→ **SHORT TASK**: In the data below, reproduce the part that opens with the line containing "Can you find the eyeglasses?" and closes with the line containing "Query: eyeglasses", substituting "reading glasses" for "eyeglasses" and leaving everything else unchanged. Return only those lines.

→ **DATA LISTING**:
::::::::::
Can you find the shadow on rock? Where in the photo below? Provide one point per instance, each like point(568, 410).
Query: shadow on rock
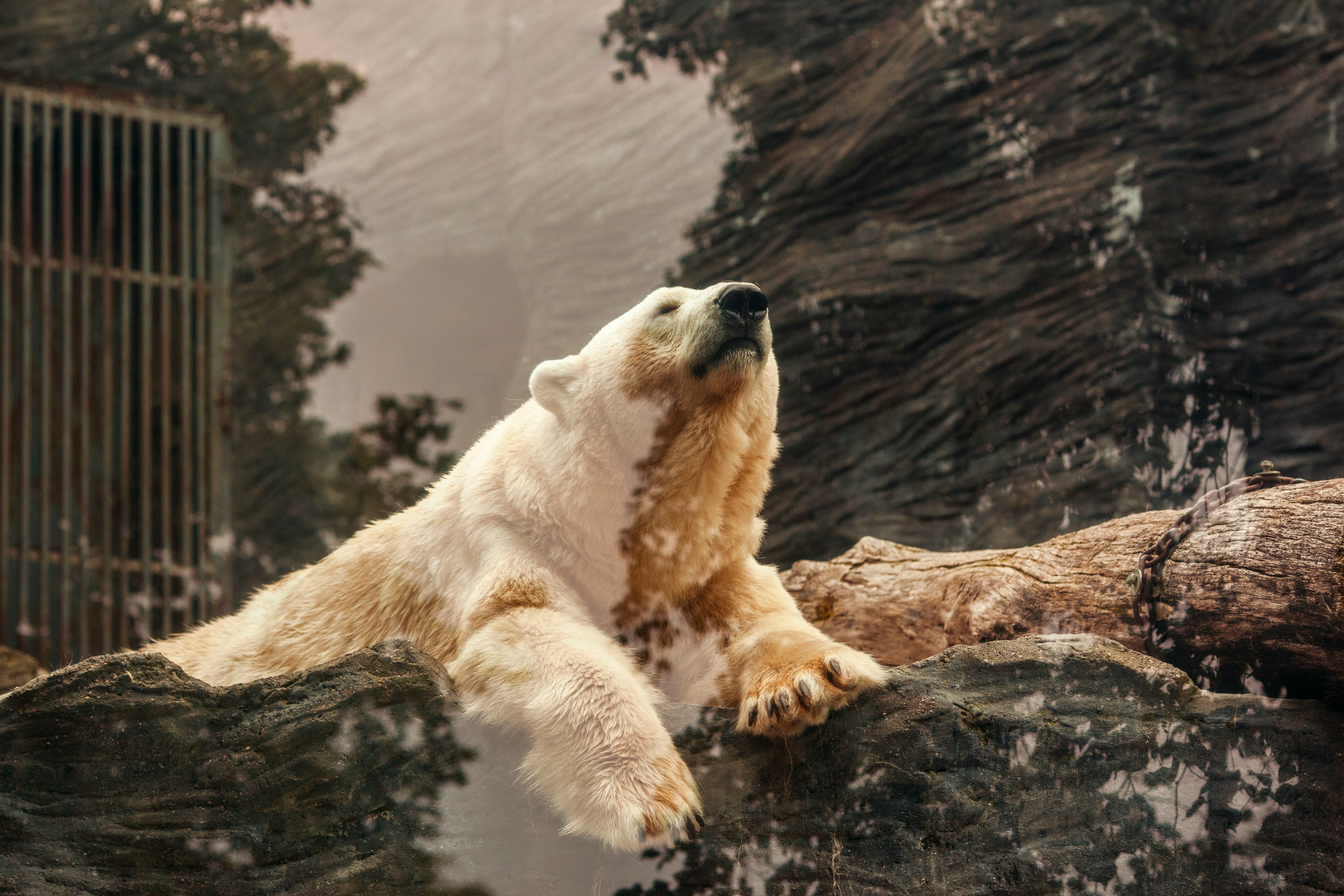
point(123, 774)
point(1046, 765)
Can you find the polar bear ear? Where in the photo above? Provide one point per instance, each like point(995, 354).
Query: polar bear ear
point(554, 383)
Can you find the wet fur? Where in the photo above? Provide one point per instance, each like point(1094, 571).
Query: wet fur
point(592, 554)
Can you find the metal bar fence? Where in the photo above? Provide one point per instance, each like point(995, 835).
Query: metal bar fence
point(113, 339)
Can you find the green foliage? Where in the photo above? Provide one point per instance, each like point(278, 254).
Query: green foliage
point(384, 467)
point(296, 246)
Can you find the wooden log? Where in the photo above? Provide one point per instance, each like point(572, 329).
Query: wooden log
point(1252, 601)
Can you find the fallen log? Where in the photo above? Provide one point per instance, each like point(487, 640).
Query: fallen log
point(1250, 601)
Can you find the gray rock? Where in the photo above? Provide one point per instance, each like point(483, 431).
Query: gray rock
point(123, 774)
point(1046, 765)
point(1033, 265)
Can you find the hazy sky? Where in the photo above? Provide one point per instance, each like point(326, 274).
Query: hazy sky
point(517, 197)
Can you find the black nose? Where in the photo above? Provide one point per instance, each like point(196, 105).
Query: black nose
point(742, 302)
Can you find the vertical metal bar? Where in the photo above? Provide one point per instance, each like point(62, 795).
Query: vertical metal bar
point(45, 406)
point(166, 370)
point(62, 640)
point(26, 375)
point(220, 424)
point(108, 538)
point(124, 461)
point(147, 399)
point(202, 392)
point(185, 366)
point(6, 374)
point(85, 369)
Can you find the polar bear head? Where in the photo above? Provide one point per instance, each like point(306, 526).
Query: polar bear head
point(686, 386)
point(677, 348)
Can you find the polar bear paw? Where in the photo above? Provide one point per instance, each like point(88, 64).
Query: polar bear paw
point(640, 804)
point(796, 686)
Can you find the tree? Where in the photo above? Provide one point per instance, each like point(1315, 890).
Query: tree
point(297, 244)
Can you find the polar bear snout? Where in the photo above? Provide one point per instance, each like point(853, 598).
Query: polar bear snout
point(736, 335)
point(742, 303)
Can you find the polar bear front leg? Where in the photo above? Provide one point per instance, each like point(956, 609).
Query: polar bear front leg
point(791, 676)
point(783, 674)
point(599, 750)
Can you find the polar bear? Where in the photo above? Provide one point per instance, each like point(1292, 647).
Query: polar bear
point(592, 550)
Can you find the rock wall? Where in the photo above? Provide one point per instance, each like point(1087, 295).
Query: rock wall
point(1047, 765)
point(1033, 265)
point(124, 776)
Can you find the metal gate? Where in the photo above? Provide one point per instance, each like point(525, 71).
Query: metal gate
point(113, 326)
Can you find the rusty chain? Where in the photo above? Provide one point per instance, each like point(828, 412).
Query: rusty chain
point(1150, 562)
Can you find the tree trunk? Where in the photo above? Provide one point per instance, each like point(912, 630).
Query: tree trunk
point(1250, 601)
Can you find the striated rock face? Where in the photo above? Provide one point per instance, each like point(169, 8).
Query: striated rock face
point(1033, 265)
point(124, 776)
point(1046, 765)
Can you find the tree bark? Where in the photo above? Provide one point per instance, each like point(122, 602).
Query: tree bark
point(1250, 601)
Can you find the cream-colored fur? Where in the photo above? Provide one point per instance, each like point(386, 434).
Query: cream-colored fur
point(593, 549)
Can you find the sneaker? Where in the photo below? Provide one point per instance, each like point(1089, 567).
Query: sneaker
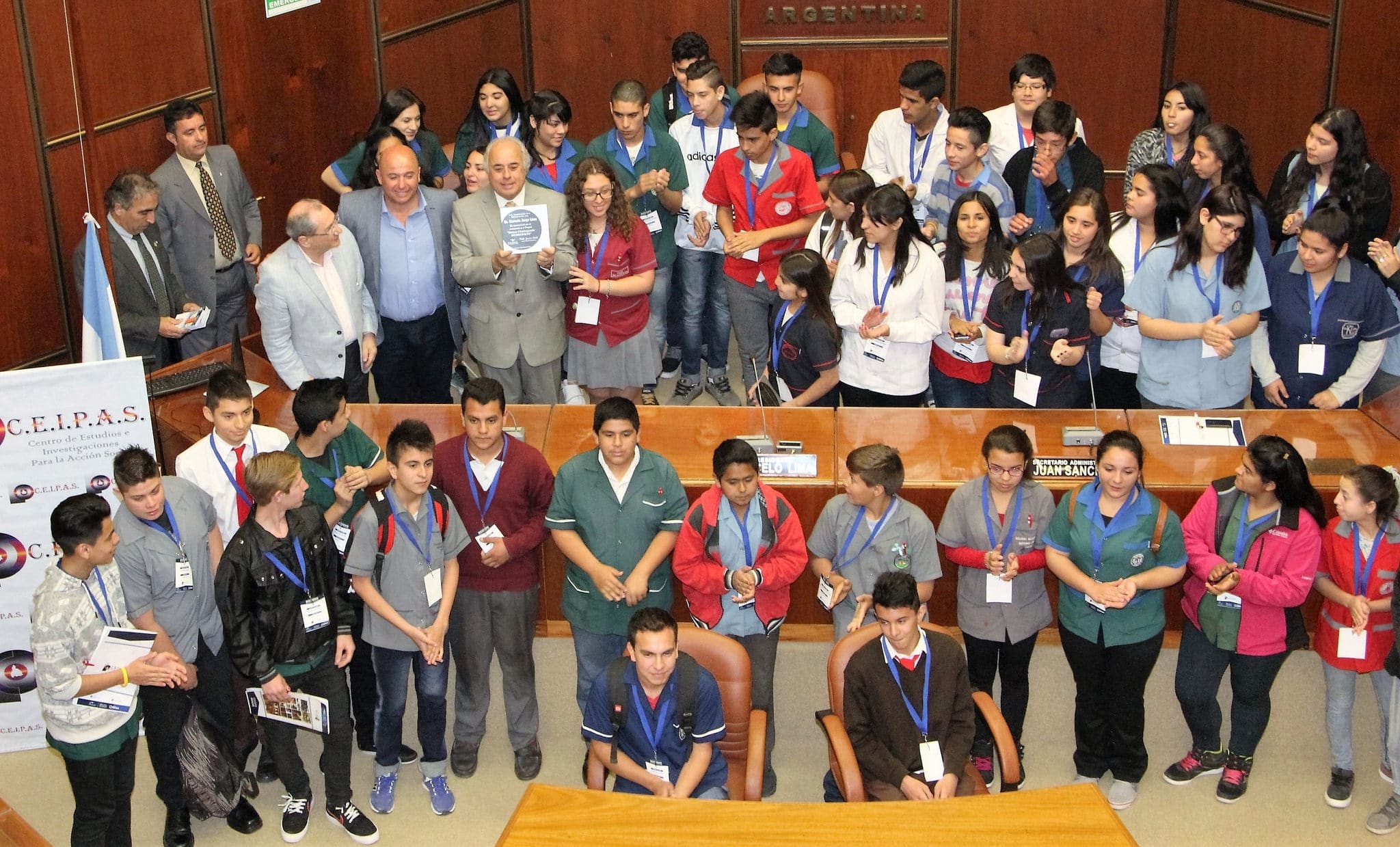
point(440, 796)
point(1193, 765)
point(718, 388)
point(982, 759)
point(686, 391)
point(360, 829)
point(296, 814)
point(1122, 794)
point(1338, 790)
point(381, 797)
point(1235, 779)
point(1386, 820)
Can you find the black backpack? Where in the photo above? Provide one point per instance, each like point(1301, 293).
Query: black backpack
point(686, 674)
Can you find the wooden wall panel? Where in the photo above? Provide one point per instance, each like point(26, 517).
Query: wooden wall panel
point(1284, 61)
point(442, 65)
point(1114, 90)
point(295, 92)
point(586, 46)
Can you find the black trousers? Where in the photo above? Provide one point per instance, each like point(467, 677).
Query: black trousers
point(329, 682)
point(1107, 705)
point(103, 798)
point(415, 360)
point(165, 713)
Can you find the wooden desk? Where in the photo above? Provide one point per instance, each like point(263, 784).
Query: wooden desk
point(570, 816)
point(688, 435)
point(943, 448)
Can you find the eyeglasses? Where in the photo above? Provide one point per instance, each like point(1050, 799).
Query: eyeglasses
::::::::::
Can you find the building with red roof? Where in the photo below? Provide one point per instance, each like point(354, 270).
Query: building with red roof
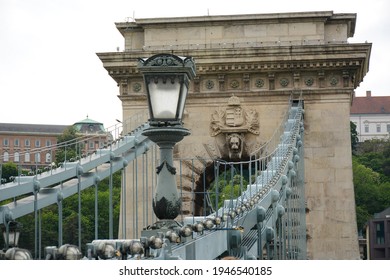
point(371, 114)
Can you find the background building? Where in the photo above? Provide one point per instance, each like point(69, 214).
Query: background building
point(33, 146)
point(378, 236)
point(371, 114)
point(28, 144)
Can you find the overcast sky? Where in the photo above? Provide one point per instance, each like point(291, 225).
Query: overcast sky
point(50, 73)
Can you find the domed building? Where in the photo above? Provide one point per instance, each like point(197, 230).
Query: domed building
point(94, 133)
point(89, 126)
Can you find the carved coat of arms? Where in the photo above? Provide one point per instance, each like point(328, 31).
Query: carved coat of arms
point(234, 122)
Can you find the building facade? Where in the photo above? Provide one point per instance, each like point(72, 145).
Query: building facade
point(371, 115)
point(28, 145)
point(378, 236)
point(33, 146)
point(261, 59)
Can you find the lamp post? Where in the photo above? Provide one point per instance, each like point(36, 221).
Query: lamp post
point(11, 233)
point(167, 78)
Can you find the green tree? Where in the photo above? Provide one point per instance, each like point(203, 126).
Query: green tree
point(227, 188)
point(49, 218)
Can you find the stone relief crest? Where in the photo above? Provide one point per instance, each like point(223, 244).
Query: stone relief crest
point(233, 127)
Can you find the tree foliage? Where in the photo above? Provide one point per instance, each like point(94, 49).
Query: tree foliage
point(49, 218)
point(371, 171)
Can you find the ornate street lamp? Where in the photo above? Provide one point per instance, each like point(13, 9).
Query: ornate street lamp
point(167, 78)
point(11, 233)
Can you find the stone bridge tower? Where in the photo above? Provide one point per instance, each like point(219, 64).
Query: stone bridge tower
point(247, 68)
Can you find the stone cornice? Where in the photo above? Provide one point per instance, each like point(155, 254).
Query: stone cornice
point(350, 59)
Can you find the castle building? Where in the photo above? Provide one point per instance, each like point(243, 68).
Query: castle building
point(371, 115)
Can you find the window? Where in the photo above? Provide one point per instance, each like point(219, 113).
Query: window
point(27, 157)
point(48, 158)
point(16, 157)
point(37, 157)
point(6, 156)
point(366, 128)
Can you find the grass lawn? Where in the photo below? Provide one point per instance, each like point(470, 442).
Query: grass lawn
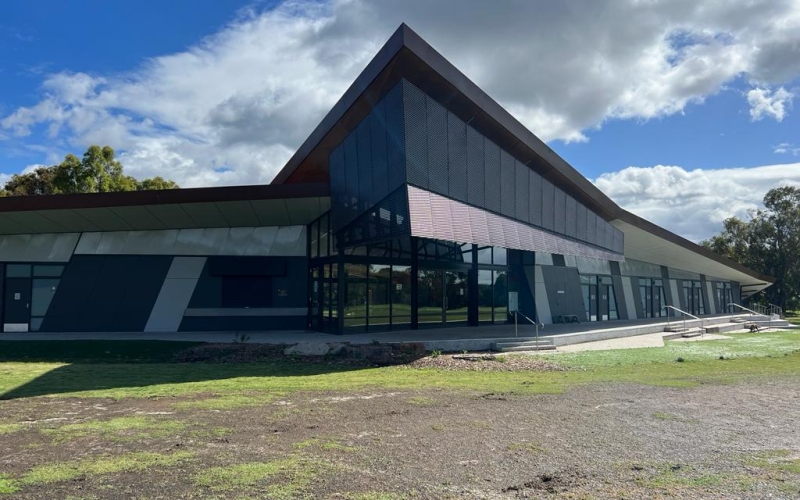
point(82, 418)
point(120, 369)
::::::::::
→ **ANSWER BELOW**:
Can you find the reading glasses? Where in the photo above? Provide one point per instance, each like point(1050, 799).
Query: reading glasses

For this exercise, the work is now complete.